> YOUR TASK
An exact copy of all the lines below is required, with every image left out.

==== GIVEN DATA

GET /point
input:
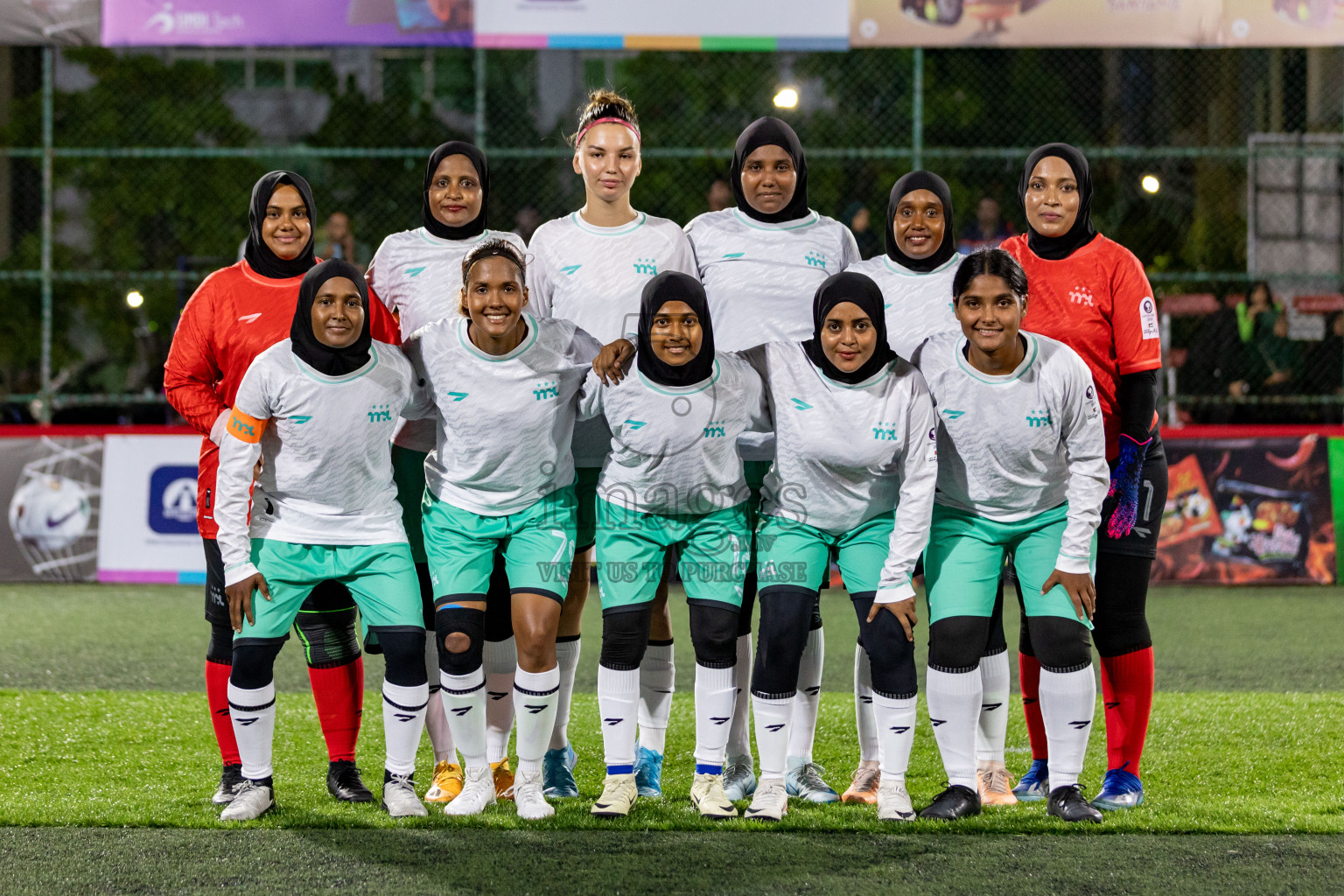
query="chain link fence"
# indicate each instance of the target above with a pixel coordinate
(153, 155)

========

> TASK RESULT
GET /point
input:
query="chain link fence"
# indicate each instance of the target above with a pixel coordinate
(153, 155)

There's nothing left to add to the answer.